» DATA RECORDS
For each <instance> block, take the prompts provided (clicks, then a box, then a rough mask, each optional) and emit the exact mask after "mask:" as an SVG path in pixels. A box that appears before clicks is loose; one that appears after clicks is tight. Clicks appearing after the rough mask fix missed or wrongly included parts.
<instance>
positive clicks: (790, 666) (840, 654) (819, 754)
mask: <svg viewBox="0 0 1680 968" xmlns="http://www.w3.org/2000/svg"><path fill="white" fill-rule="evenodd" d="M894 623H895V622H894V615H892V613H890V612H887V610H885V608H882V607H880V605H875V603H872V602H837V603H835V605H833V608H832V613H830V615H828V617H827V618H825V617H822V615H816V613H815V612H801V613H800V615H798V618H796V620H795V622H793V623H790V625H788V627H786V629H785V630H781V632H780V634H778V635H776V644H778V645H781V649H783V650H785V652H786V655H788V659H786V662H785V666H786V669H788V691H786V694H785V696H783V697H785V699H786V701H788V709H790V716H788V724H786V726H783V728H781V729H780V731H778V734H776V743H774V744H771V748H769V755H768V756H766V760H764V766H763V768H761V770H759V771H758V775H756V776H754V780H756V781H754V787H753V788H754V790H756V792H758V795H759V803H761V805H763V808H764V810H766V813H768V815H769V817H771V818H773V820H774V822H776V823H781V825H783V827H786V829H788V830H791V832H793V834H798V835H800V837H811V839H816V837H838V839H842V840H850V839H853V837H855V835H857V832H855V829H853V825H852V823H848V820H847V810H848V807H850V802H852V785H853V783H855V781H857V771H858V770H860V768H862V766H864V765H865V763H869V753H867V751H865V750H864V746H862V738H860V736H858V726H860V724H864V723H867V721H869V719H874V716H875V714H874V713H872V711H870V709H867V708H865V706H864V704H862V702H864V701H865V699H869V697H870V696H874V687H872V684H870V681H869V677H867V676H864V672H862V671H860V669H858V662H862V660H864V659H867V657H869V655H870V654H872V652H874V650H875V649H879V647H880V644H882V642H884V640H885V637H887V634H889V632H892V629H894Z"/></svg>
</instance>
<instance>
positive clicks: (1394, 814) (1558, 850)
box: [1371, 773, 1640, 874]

» PROBLEM TO WORK ON
Would you copy the data exactly as shown above?

» SOLVED PROBLEM
For each <instance> block, take the prompts provided (clicks, then a box, then a rough mask, each optional) and emit the exact mask after "mask:" as an SVG path in pixels. A box that appears before clicks is loose; one that appears after clicks is tight. Clicks appearing after the rough mask fix missed or wrongly included parts.
<instance>
positive clicks: (790, 666) (840, 654) (819, 754)
mask: <svg viewBox="0 0 1680 968" xmlns="http://www.w3.org/2000/svg"><path fill="white" fill-rule="evenodd" d="M894 623H895V622H894V615H892V613H890V612H887V610H885V608H882V607H880V605H875V603H872V602H837V603H835V605H833V608H832V613H830V615H828V617H827V618H825V617H822V615H816V613H815V612H801V613H800V615H798V618H796V620H795V622H793V623H790V625H788V627H786V629H785V630H781V632H780V634H778V635H776V644H778V645H781V649H783V650H785V652H786V655H788V659H786V662H785V666H786V669H788V691H786V694H785V696H783V697H785V699H786V701H788V709H790V716H788V724H786V726H783V728H781V729H780V731H778V734H776V743H774V744H771V748H769V755H768V756H766V760H764V766H763V768H761V770H759V771H758V775H756V776H754V780H756V781H754V787H753V788H754V790H756V792H758V795H759V803H761V805H763V808H764V810H766V813H768V815H769V817H771V818H773V820H774V822H776V823H781V825H783V827H786V829H788V830H791V832H793V834H798V835H800V837H811V839H816V837H838V839H842V840H850V839H853V837H855V835H857V832H855V829H853V825H852V823H848V820H847V810H848V807H850V802H852V785H853V783H855V781H857V771H858V770H860V768H862V766H864V765H865V763H869V753H867V751H865V750H864V746H862V738H860V736H858V726H860V724H864V723H867V721H869V719H874V716H875V714H874V713H872V711H870V709H867V708H865V706H864V704H862V702H864V701H865V699H869V697H870V696H874V687H872V684H870V681H869V677H867V676H864V672H862V671H860V669H858V662H862V660H864V659H867V657H869V655H870V654H872V652H874V650H875V649H879V647H880V644H882V642H884V640H885V637H887V634H889V632H892V629H894Z"/></svg>
</instance>
<instance>
positive clicks: (1394, 814) (1558, 850)
box: [1371, 773, 1640, 874]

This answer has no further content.